Data excerpts

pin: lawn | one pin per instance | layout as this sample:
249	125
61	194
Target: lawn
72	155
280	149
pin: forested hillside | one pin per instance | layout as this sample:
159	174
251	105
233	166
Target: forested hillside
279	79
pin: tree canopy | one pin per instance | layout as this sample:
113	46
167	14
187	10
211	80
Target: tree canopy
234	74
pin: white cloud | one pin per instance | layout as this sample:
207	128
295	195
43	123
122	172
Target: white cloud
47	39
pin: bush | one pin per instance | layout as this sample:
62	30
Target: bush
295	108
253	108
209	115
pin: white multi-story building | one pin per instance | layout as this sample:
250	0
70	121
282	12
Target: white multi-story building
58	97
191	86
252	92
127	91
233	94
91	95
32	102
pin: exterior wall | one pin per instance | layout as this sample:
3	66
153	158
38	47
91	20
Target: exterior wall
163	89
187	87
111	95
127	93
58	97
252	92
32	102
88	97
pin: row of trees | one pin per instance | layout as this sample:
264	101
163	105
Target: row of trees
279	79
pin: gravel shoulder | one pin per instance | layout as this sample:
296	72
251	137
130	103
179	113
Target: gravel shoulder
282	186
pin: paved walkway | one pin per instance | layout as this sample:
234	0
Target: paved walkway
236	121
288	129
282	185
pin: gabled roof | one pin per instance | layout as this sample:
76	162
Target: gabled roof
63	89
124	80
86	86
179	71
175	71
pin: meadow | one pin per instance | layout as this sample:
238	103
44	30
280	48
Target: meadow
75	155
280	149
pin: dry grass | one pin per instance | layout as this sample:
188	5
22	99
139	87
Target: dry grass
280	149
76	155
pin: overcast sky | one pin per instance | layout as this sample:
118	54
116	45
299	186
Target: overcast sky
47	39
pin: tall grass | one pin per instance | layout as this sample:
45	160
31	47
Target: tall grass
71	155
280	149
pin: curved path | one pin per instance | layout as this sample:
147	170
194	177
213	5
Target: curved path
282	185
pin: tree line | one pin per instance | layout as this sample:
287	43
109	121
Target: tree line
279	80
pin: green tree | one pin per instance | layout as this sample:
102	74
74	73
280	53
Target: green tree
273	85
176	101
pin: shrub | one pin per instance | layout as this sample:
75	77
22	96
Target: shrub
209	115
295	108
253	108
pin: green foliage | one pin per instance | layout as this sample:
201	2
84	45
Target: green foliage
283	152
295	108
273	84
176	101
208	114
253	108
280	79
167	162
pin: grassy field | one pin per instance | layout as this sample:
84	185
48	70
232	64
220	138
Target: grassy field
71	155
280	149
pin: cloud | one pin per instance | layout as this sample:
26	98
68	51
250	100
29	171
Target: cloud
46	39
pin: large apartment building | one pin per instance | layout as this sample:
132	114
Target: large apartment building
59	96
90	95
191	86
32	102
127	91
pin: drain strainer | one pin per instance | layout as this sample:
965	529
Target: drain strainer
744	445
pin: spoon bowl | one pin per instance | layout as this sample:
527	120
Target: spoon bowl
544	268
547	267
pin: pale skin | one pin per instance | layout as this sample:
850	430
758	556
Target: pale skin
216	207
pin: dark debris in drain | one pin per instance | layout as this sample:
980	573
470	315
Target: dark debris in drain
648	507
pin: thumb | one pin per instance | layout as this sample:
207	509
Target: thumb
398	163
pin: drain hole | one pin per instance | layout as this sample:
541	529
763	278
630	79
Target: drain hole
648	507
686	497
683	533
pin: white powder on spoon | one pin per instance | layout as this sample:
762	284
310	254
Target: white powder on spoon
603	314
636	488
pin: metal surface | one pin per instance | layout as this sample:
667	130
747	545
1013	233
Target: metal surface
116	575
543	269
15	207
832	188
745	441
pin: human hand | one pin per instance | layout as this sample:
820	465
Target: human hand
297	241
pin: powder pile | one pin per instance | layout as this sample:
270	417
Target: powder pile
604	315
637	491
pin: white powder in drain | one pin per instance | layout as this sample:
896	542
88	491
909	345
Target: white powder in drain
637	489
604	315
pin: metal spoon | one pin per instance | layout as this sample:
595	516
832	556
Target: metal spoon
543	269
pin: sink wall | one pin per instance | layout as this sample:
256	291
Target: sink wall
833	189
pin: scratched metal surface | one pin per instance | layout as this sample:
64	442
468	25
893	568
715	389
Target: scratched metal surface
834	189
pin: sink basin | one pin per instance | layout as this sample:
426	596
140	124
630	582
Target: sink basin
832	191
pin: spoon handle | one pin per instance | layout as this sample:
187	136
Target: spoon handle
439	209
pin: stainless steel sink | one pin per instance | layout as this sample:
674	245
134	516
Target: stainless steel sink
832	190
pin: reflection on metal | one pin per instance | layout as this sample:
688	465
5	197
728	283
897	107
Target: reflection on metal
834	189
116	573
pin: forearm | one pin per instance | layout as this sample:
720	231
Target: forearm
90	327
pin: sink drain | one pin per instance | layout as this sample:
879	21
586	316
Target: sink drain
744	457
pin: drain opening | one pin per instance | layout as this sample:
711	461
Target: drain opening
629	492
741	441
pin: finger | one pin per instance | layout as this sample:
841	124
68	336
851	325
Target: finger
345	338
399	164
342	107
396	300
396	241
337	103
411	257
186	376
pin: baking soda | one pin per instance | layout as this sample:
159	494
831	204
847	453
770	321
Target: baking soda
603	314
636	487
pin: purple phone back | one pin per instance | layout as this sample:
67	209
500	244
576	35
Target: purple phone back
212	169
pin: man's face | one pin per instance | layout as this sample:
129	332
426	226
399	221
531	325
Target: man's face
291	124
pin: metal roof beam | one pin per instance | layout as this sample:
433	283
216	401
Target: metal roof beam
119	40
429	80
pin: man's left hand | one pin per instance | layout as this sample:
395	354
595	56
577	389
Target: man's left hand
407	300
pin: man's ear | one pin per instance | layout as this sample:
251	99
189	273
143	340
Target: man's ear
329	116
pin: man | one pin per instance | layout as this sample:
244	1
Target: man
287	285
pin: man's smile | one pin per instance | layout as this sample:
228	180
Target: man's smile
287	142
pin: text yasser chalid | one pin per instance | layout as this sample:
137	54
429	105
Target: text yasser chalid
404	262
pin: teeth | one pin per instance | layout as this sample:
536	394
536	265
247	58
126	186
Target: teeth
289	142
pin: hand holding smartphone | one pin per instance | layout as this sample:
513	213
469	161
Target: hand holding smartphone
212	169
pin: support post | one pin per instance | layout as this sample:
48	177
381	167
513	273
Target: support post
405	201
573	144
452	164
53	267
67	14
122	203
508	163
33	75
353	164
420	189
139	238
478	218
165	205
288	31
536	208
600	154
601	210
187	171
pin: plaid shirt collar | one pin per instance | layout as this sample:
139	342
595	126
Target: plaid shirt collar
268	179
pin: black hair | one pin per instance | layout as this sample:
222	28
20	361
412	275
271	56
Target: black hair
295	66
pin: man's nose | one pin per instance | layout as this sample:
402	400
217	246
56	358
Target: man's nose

WHAT IS REQUIRED:
Word for word, transcribe all of the entries shown above.

RESPONSE:
pin: lawn | one pin per instance | layout as this sample:
249	125
61	194
Target: lawn
72	155
280	149
pin: forested hillside | one pin per instance | layout as this sample:
159	174
251	105
233	166
Target: forested hillside
279	79
pin: tree canopy | one pin per instance | layout as this sample:
113	46
167	14
187	10
211	80
Target: tree canopy
234	74
pin: white cloud | one pin per instance | layout as this sample:
207	128
295	195
43	123
122	172
Target: white cloud
47	39
pin: bush | one pin per instance | layout as this sample:
62	30
Target: bush
295	108
253	108
209	115
pin: white multi-story building | one pin per instance | layout as this sample:
250	0
70	121
282	12
Target: white multi-story building
58	97
191	86
252	92
127	91
233	94
91	95
32	102
pin: exterior wall | one pin per instance | layout as this sample:
3	66
153	158
38	47
91	20
Target: exterior wall
163	89
187	87
111	95
127	93
58	97
252	92
32	102
88	97
pin: row of trees | one pin per instance | layout as this sample:
264	101
163	105
Target: row of trees
279	79
pin: gravel shoulder | one pin per instance | layout as this sample:
296	72
251	137
130	103
179	113
Target: gravel shoulder
282	186
pin: paved walkway | one pin per instance | layout as this sample:
234	0
Target: paved walkway
236	121
288	129
282	185
pin: gabled roof | one pin per instance | layout as this sample:
76	162
Target: gabled roof
63	89
124	80
86	86
179	71
175	71
pin: meadow | one pin per instance | layout as this sample:
238	103
44	30
280	48
Target: meadow
75	155
280	149
pin: dry grass | one pin per instance | layout as this sample:
188	5
22	99
139	87
Target: dry grass
280	149
76	155
pin: overcast sky | one pin per instance | layout as this sample:
118	54
116	45
299	186
Target: overcast sky
47	39
pin: tall grass | one pin per instance | layout as this sample:
45	160
31	47
Target: tall grass
71	155
280	149
pin: curved path | one pin per instance | layout as this sample:
147	170
194	177
213	5
Target: curved path
282	185
pin: tree line | one pin per instance | layout as this sample:
287	43
109	121
Target: tree line
279	80
pin: green tree | one pin per instance | layout as this sample:
102	74
74	73
280	53
Target: green tree
273	85
176	101
pin: shrub | one pin per instance | layout as this sample:
75	77
22	96
Target: shrub
209	115
295	108
253	108
pin: green foliage | one pin per instance | layout as this sample:
201	2
84	45
Target: green foliage
283	152
295	108
273	84
176	101
208	114
253	108
280	79
167	162
pin: grassy field | one pin per instance | layout as this sample:
84	185
48	70
232	64
220	138
Target: grassy field
71	155
280	149
pin: cloud | one pin per instance | layout as this sample:
26	98
68	51
250	100
29	171
Target: cloud
46	39
pin: large apartment building | one pin per instance | layout as this sample:
132	114
Target: large apartment building
59	96
90	95
191	86
32	102
127	91
pin: drain strainer | one pin per instance | layout as this sample:
965	529
Target: drain strainer
744	445
pin: spoon bowl | one pin per instance | layout as this sample:
527	120
Target: spoon bowl
544	268
547	267
pin: pale skin | one pin per instance | layout as this sample:
850	430
758	556
Target: pale skin
216	207
pin: dark debris in drain | one pin per instance | layout as this sample:
980	573
470	315
Target: dark debris in drain
648	507
pin: thumb | one pin per instance | layout as this sample:
207	509
Target: thumb
398	163
pin: drain hole | one pin per instance | layout as this sample:
541	529
763	278
630	79
Target: drain hole
648	507
686	497
683	533
pin: white powder on spoon | one pin per instance | layout as this sample:
762	284
310	254
Target: white powder on spoon
603	314
636	488
pin: metal surface | one pin per instance | layout as this sample:
667	130
747	545
1013	233
Target: metal surface
116	575
543	269
15	207
832	188
745	441
pin: human hand | one pin per instance | layout as this sample:
820	465
Target: human hand
297	241
pin: powder pile | one pin per instance | layout as this sample:
270	417
Target: powder pile
604	315
637	491
pin: white powder in drain | one pin per instance | layout as this sample:
896	542
88	491
909	345
Target: white powder in drain
637	489
604	315
pin: metal spoon | one pin per instance | layout as this sample:
595	516
832	556
Target: metal spoon
543	269
pin: sink wall | one pin per instance | layout as this sample:
256	291
Target: sink wall
833	189
pin: scratched metal surface | one pin per instance | layout as this sample:
64	442
468	25
893	568
715	389
Target: scratched metal surface
834	189
pin: sink basin | one pin per instance | layout as this sample:
426	596
140	124
630	582
Target: sink basin
832	191
pin: spoon handle | one pin per instance | layout as this sample:
187	136
Target: spoon handle
439	209
pin: stainless steel sink | one pin per instance | layout as this sample:
674	245
134	516
Target: stainless steel sink
832	190
pin: reflection on metal | one pin per instance | layout as this sample:
688	465
5	197
728	283
897	107
Target: reflection on metal
834	189
116	573
pin: forearm | one pin per instance | layout as this sample:
720	231
Target: forearm
90	327
pin: sink drain | one pin per instance | layout as this sample:
879	21
586	316
Target: sink drain
744	457
pin: drain opening | one pin per instance | layout as this sample:
711	461
Target: drain opening
629	492
741	441
pin: finger | one pin per instance | layout as this sample:
841	124
68	336
851	325
Target: finger
345	338
399	164
342	107
396	300
396	241
337	103
411	257
186	376
pin: baking soda | one pin per instance | layout as this sample:
159	494
831	204
847	453
770	321
Target: baking soda
603	314
636	487
pin: purple phone back | one pin per instance | layout as this sample:
67	209
500	244
576	35
Target: purple phone back
212	169
pin: man's face | one pin per instance | layout as this sample:
129	332
426	226
399	221
531	325
Target: man's face
291	124
pin: metal roof beam | one pin per instance | layout as this sample:
433	283
216	401
Target: metal roof beam
119	40
429	80
pin: man's left hand | one pin per instance | layout as this sample:
395	354
595	56
577	389
Target: man's left hand
407	300
pin: man's ear | one pin per instance | layout as this sample:
251	99
189	273
143	340
Target: man's ear
329	116
pin: man | one pin per instance | layout as this sample:
244	1
Target: man
287	285
pin: man's smile | one pin per instance | layout as this sample:
228	180
Target: man's smile
287	142
pin: text yasser chalid | one pin per instance | layout as this sample:
137	54
429	105
Target: text yasser chalid
404	262
pin: teeth | one pin per instance | layout as this sample:
536	394
536	265
247	58
126	186
Target: teeth
289	142
pin: hand holding smartphone | one pin per instance | layout as this sample:
513	213
469	161
Target: hand holding smartphone
212	169
pin: support post | one pin per instance | layout as this sample:
48	177
381	167
513	273
Target: support post
405	201
573	144
452	164
53	267
67	14
122	203
508	163
33	75
353	164
420	189
139	238
478	218
165	205
288	31
536	208
600	154
601	210
187	171
pin: plaid shirt collar | one pin per instance | layout as this sample:
139	342
595	126
Target: plaid shirt collar
268	179
pin: black hair | one pin per instance | layout as this sample:
222	28
20	361
412	275
271	56
Target: black hair
295	66
pin: man's nose | one pin per instance | layout as this sample:
402	400
217	246
56	358
Target: man's nose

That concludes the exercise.